Page extract:
5 Ways to Save Tax for Salaried Employees in India

12 Jul 2024 6 mins Tax Planning

5 Ways to Save Tax for Salaried Employees in India

Discover Top 5 ways to save tax for salaried employees in India in 2024. Learn tax-saving tips beyond Section 80C, 80D, 80E, 80G, 80GG, and 80TTA and maximize your income tax savings.

1. Utilize Section 80C Deductions

Section 80C of the Income Tax Act offers a range of deductions up to RS.1.5 lakh. Popular options include:

Employee Provident Fund (EPF):

Employee Provident Fund (EPF) is a savings scheme initiated by the government to help employees save a portion of their salary for post-retirement benefits. The EPF is managed by the Employees' Provident Fund Organisation (EPFO) and is mandatory for employees earning up to a certain salary threshold.

Public Provident Fund (PPF)

Exercises:
1 – Translate this sentence from the tax-saving page into Spanish: "Section 80C of the Income Tax Act offers a range of deductions up to RS.1.5 lakh."
2 – Rewrite everything in the tax-saving page from "1. Utilize Section" down to "Provident Fund (PPF)", putting "compulsory" in place of "mandatory".
The material after this point is separate from the tax-saving page.

Data entries:
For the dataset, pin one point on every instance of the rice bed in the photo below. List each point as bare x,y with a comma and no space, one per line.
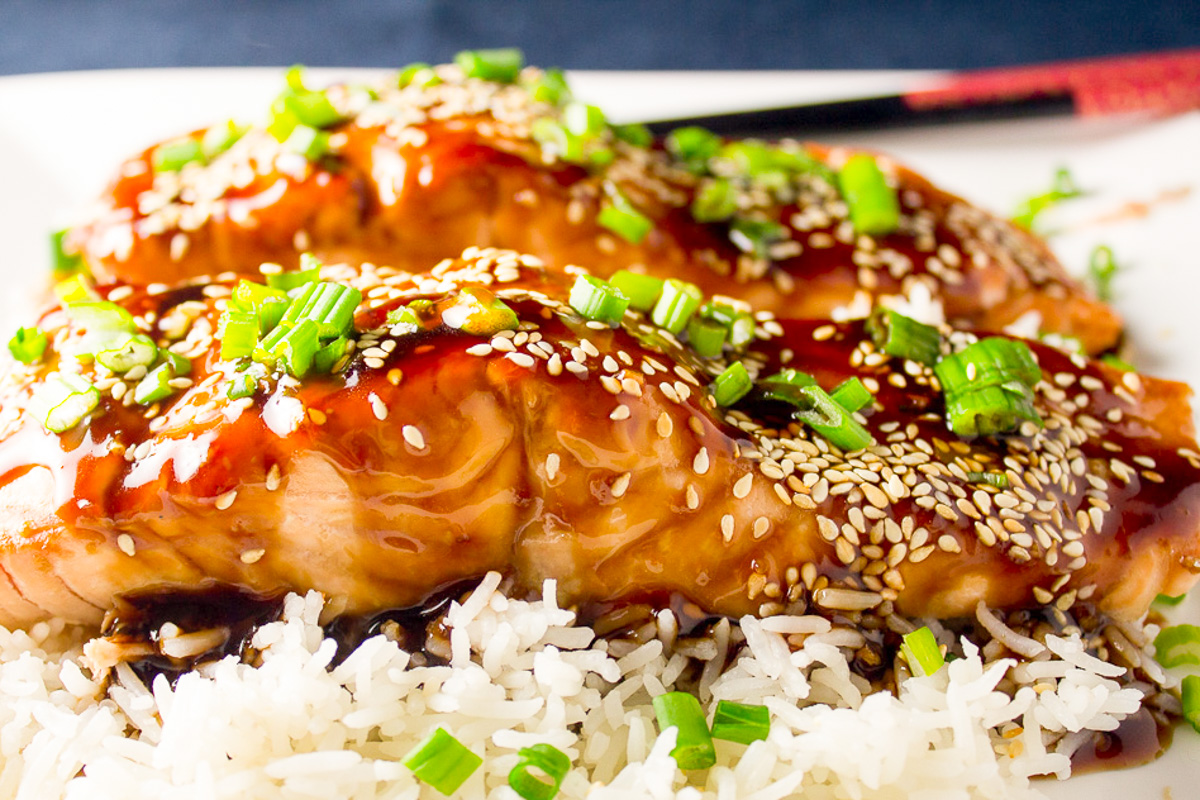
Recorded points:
522,673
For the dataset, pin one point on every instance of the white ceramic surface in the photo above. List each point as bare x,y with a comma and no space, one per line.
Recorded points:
61,137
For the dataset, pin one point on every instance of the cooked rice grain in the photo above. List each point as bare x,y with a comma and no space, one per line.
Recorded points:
521,674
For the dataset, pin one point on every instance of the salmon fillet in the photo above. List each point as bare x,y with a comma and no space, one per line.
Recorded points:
423,173
592,455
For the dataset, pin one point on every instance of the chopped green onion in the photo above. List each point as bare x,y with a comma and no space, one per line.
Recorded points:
694,146
1189,693
634,133
738,320
694,745
289,281
64,400
78,288
732,384
307,140
238,331
831,420
741,722
852,395
598,300
173,156
312,108
61,262
715,202
756,236
28,344
155,386
220,138
874,208
904,337
990,410
988,362
1117,362
550,88
583,120
678,301
1179,644
706,338
443,762
1000,480
501,65
922,651
1063,188
1103,268
405,316
480,313
241,384
619,216
642,290
328,356
418,74
133,350
550,761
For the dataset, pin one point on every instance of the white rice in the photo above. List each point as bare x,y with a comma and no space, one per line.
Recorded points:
521,673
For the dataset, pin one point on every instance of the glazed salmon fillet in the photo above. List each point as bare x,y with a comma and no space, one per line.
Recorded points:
567,447
415,174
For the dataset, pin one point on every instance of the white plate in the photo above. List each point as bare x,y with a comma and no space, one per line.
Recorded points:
63,134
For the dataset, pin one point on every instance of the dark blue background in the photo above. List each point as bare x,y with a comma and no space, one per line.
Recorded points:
52,35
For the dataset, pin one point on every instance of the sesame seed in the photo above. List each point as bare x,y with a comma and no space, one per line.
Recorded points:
252,557
413,437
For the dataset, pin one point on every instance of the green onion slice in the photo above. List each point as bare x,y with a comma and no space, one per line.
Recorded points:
598,300
741,722
479,312
1177,644
618,215
694,146
443,762
852,395
922,651
642,290
904,337
1103,268
1189,692
874,208
238,331
132,350
28,344
706,338
64,400
552,763
694,745
173,156
732,384
715,202
499,65
831,420
678,301
64,263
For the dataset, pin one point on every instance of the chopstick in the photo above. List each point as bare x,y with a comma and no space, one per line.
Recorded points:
1159,83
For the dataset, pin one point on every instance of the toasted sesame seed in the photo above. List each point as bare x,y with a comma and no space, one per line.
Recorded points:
413,437
252,557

Worked solutions:
1 – La Sección 80C de la Ley del Impuesto sobre la Renta ofrece una variedad de deducciones de hasta RS.1.5 lakh.

2 –
1. Utilize Section 80C Deductions

Section 80C of the Income Tax Act offers a range of deductions up to RS.1.5 lakh. Popular options include:

Employee Provident Fund (EPF):

Employee Provident Fund (EPF) is a savings scheme initiated by the government to help employees save a portion of their salary for post-retirement benefits. The EPF is managed by the Employees' Provident Fund Organisation (EPFO) and is compulsory for employees earning up to a certain salary threshold.

Public Provident Fund (PPF)